----- TESTO DI PARTENZA -----

Ed ecco la versione italiana ufficiale suona oggi come opera di un “traduttor dei traduttor” del papa:

Altro è infatti il deposito della Fede, cioè le verità che sono contenute nella nostra veneranda dottrina, altro è il modo con il quale esse sono annunziate, sempre però nello stesso senso e nella stessa accezione. Va data grande importanza a questo metodo e, se è necessario, applicato con pazienza; si dovrà cioè adottare quella forma di esposizione che più corrisponda al magistero, la cui indole è prevalentemente pastorale.”

Questa rapida ricostruzione mostra come il passaggio dalla prima alla terza formulazione sia una sorta di sfiguramento e di imbalsamatura del testo originale: il rapporto tra le lingue esige pazienza e fedeltà. Quando si procede con troppa libertà o con troppa rigidità, si perde il senso delle parole e lo spessore dei testi. La pretesa che sia la “mens” latina a guidare lo sviluppo della tradizione in altre lingue è qui un chiarissimo elemento di blocco della tradizione. La colpa non è del latino, ma dell’uso ideologico che se ne fa.

Come raccontò Rita Levi Montalcini, in una gustosa storiella sullo smascheramento dei limiti delle “traduzioni meccaniche”, se si chiede ad un computer di tradurre da una lingua nota ad una lingua sconosciuta, per tornare infine da questa ad un’altra lingua conosciuta, si può ottenere che il proverbio inglese “out of sight, out of mind” (che in italiano suona come “occhio non vede, cuore non duole”), passando attraverso la lingua cinese, possa infine essere tradotto dal cinese in italiano con la locuzione “invisibile imbecille”: quando la mens della traduzione letterale prende la mano e pretende di controllare tutto, perde ogni vero controllo e smarrisce ogni senso traslato. Non si può mai tradurre senza interpretare. Le lingue moderne non sono mai semplici traduzioni del latino, ma atti di interpretazione della tradizione nella cultura di arrivo. Una Chiesa che si ostinasse a non tradurre, e ad illudersi di non aver bisogno di interpretare per restare se stessa, davvero rischierebbe di scomparire per debolezza. Senza volerlo, e persino in totale buona fede, diventerebbe anch’essa invisibile imbecille.

----- CONTENUTO DEI DATI -----

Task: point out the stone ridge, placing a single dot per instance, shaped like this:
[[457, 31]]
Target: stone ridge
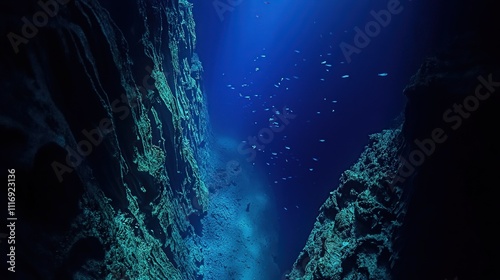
[[352, 235]]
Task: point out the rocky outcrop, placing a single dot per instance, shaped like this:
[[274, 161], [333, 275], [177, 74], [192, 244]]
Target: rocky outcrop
[[421, 203], [104, 121], [352, 236]]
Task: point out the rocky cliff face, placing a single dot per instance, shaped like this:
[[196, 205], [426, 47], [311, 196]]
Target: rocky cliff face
[[420, 203], [103, 119]]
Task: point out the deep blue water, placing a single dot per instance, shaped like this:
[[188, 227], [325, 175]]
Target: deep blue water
[[266, 54]]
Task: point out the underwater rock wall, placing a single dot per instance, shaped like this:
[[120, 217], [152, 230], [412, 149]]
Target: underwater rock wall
[[438, 219], [104, 120], [352, 235]]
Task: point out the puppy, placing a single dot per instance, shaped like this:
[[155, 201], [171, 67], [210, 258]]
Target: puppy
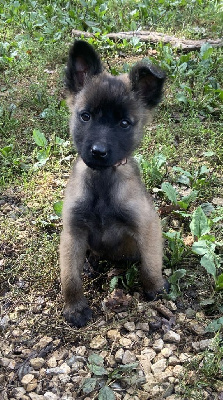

-----

COSA FARE >> Ricopia senza alcuna modifica, dal testo sulla traduzione riportato sopra, il passo che si apre con le parole contenenti "Questa rapida ricostruzione" e si chiude con "che se ne fa.".

RISPOSTA >>
Questa rapida ricostruzione mostra come il passaggio dalla prima alla terza formulazione sia una sorta di sfiguramento e di imbalsamatura del testo originale: il rapporto tra le lingue esige pazienza e fedeltà. Quando si procede con troppa libertà o con troppa rigidità, si perde il senso delle parole e lo spessore dei testi. La pretesa che sia la “mens” latina a guidare lo sviluppo della tradizione in altre lingue è qui un chiarissimo elemento di blocco della tradizione. La colpa non è del latino, ma dell’uso ideologico che se ne fa.